### Written task
Show, copied in full, each line of the records below that contains the word "lantern".

### Materials provided
···
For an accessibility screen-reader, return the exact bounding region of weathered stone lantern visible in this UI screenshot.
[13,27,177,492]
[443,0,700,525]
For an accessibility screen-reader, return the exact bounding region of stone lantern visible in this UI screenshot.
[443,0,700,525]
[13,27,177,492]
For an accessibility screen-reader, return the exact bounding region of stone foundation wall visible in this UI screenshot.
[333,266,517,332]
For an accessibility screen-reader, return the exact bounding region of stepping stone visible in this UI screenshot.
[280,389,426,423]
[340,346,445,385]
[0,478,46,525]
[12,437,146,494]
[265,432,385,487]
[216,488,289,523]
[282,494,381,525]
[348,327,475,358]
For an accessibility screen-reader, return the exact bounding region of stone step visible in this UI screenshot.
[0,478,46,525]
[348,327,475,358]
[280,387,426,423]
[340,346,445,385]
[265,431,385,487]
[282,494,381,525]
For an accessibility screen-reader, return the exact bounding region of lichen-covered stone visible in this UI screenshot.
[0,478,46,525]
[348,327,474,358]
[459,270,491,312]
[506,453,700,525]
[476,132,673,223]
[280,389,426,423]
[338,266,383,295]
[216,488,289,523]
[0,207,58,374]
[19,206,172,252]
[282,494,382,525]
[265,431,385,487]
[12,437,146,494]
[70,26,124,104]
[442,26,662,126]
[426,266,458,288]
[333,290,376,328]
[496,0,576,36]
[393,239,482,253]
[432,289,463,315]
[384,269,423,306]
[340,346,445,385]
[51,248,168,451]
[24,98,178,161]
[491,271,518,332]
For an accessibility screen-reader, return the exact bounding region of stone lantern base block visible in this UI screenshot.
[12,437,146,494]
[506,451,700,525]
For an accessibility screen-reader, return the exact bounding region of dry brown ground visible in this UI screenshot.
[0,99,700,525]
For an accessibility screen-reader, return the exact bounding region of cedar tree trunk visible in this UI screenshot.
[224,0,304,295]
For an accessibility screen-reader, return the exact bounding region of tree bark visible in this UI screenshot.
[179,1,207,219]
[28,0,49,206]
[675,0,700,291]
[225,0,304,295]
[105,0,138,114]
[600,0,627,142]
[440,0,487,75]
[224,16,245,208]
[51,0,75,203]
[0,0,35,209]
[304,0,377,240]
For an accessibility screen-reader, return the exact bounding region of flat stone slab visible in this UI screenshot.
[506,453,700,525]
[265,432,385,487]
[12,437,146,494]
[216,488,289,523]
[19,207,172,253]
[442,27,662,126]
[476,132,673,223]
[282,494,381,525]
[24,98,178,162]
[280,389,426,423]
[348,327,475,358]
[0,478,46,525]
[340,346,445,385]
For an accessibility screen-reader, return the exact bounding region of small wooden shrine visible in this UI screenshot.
···
### Final result
For an accessibility screen-reader, return the exact bounding region of weathered stone lantern visible in this UI screenshot.
For an accessibility screen-reader, return the exact bounding region of stone lantern visible in this UI screenshot.
For an accessibility screen-reader, return the exact bounding region of stone lantern base block visible in this UI screenshot.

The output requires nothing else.